Give back every line of the material below that has the string "before".

◆ **Records shown**
[Start of Attachment]
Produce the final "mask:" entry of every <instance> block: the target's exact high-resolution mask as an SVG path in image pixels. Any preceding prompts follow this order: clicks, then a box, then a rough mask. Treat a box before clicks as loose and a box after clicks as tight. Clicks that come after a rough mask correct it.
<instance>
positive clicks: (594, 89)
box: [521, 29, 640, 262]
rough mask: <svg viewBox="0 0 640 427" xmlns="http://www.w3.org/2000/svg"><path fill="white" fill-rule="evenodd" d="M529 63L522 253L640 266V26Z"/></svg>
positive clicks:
[End of Attachment]
[Start of Attachment]
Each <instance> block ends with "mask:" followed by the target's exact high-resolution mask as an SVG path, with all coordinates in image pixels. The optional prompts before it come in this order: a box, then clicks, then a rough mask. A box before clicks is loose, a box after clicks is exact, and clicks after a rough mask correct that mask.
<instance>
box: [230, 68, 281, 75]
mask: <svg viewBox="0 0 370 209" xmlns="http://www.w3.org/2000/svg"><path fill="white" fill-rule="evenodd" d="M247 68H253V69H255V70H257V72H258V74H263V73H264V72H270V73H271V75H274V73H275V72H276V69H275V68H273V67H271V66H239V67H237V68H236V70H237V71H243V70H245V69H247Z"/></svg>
[End of Attachment]
◆ **Solution to this problem**
Produce the final "mask:" entry of every <instance> block: the target's exact high-resolution mask as an SVG path in image pixels. Any preceding prompts follow this order: clicks, then a box, then a rough mask. Treat a box before clicks as loose and a box after clicks as tight. Clicks that come after a rough mask correct it.
Each <instance> block ends with "mask:" followed by the target's exact high-resolution mask as an SVG path, with all coordinates in image pixels. The optional prompts before it come in this order: a box, then clicks, then a rough mask. A box before clicks is loose, a box after clicks is exact, and clicks after a rough mask correct that mask.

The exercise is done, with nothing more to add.